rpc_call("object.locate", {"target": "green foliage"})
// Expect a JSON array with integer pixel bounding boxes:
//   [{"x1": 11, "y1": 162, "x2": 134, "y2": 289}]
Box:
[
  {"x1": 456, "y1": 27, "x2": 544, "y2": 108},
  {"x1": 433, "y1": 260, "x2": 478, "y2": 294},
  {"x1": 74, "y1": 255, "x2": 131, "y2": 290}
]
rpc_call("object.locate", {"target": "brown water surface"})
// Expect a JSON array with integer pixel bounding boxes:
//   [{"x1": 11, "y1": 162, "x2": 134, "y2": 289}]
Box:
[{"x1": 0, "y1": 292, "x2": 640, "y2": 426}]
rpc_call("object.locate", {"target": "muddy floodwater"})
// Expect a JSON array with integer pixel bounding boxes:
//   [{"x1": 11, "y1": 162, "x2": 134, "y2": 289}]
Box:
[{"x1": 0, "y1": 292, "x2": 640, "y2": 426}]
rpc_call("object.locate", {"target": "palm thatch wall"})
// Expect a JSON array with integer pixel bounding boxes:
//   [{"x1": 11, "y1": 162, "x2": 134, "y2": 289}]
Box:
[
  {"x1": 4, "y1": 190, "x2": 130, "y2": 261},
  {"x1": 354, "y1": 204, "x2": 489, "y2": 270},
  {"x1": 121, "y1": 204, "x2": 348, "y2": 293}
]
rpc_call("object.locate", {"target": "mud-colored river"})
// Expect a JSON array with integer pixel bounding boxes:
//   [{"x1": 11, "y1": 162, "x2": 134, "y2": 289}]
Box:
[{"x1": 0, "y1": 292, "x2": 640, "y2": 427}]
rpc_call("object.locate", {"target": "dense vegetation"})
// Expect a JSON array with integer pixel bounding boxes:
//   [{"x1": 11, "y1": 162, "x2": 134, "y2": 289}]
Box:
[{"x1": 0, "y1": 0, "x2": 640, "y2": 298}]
◆ ◆ ◆ ◆ ◆ ◆ ◆
Request – Find each line in the rows above that contains the string "target", and copy those lines out. Case counts when matching.

Task answer –
rpc_call("object.locate", {"target": "green foliage"})
rpc_call("object.locate", {"target": "brown water surface"})
rpc_call("object.locate", {"target": "muddy floodwater"})
rpc_call("object.locate", {"target": "palm thatch wall"})
rpc_call("object.locate", {"target": "mud-colored river"})
rpc_call("object.locate", {"target": "dense vegetation"})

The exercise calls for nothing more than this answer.